Produce an exact transcription of the data, with the images left out.

====== Recorded data

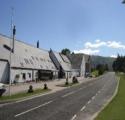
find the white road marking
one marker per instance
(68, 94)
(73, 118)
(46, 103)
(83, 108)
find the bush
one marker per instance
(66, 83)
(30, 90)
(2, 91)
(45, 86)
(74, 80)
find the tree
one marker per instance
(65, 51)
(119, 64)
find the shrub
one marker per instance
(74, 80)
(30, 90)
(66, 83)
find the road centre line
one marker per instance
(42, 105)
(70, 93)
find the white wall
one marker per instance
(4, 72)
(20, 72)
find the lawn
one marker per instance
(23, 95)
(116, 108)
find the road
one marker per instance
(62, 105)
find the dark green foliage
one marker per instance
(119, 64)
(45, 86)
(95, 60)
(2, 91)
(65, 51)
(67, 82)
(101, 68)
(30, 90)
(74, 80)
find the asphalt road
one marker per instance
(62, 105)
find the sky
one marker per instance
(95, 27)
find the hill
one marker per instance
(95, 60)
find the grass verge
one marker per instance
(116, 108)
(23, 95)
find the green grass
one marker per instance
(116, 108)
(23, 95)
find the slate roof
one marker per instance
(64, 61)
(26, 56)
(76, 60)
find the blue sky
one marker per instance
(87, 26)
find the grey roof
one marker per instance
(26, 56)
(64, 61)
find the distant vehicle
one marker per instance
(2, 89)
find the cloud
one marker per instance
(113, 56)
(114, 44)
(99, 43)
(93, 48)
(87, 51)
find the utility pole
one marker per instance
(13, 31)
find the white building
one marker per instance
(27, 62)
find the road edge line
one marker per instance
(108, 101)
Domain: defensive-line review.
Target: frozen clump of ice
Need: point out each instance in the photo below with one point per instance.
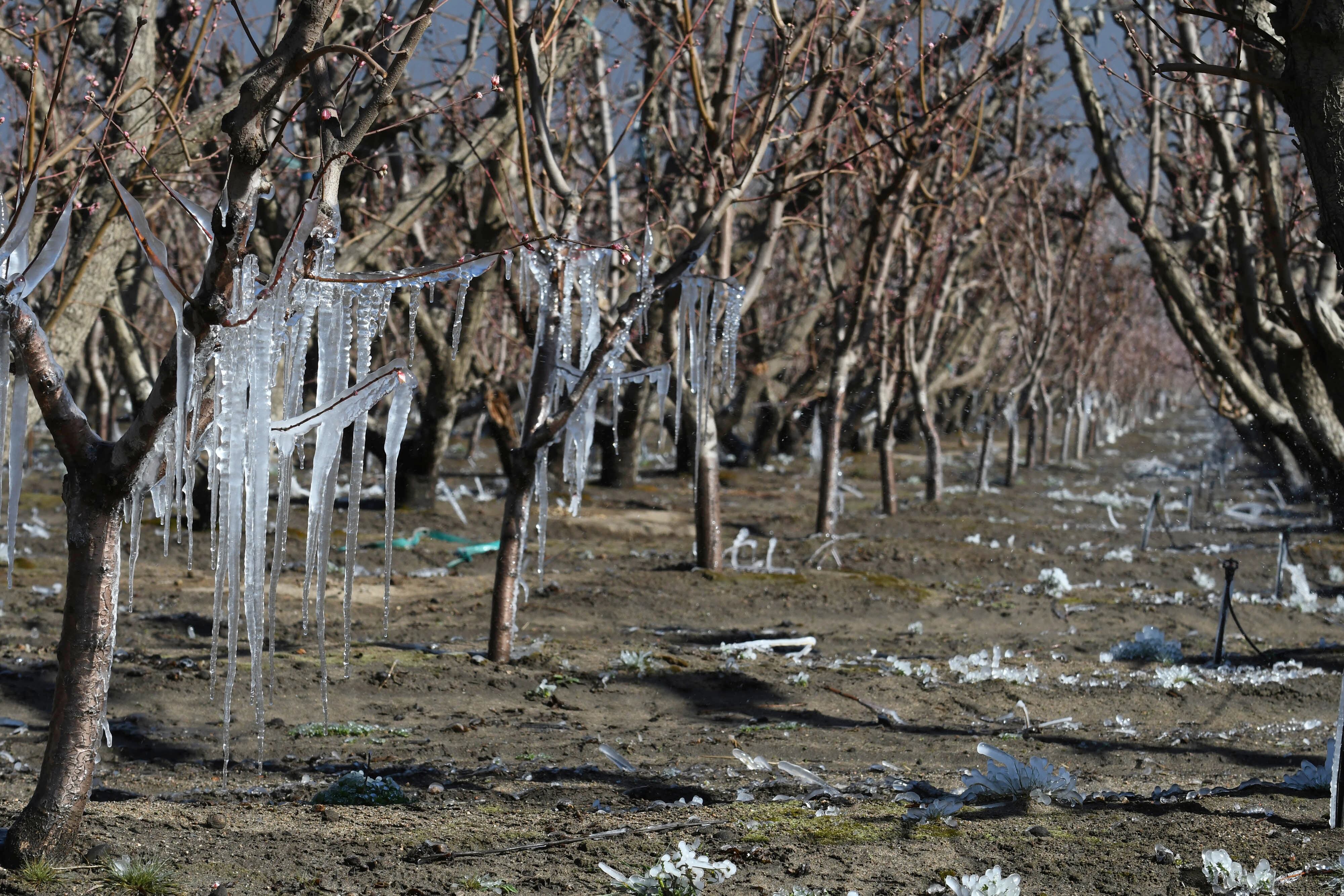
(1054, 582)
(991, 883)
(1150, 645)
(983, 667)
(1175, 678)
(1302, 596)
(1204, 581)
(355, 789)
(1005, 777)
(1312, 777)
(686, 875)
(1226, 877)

============

» Exercise response:
find the white road marking
one marker per instance
(68, 94)
(73, 118)
(46, 103)
(83, 108)
find the bush
one marker per instance
(66, 83)
(30, 90)
(2, 91)
(45, 86)
(74, 80)
find the tree
one marker per instance
(65, 51)
(119, 64)
find the shrub
one marker per instance
(74, 80)
(30, 90)
(66, 83)
find the road centre line
one marker per instance
(42, 105)
(70, 93)
find the white wall
one marker per instance
(4, 72)
(20, 72)
find the lawn
one marker per instance
(23, 95)
(116, 108)
find the road
one marker per instance
(62, 105)
find the dark green foliage
one marker per instance
(119, 64)
(45, 86)
(95, 60)
(2, 91)
(65, 51)
(67, 82)
(101, 68)
(30, 90)
(74, 80)
find the asphalt road
one marker per instance
(62, 105)
find the sky
one marker per instance
(95, 27)
find the hill
one marker per instance
(95, 60)
find the grass verge
one marker per instance
(116, 108)
(23, 95)
find the green grass
one marker per instance
(116, 108)
(23, 95)
find the slate roof
one marker per instance
(64, 61)
(26, 56)
(76, 60)
find the blue sky
one marker per instance
(87, 26)
find the grey roof
one marker per instance
(26, 56)
(64, 61)
find the distant vehicle
one marker per instance
(2, 89)
find the cloud
one marker per instance
(113, 56)
(114, 44)
(99, 43)
(93, 48)
(87, 51)
find the utility pole
one marker per instance
(13, 31)
find the white building
one marker per instance
(27, 62)
find the road edge line
one marker per instance
(108, 101)
Domain: defensive-line review.
Target: frozen clump of ice
Need: point out each instance in the photo below with one point per instance.
(1054, 582)
(991, 883)
(1150, 645)
(983, 667)
(1175, 678)
(1302, 596)
(1204, 581)
(355, 789)
(1005, 777)
(1312, 777)
(686, 875)
(1226, 877)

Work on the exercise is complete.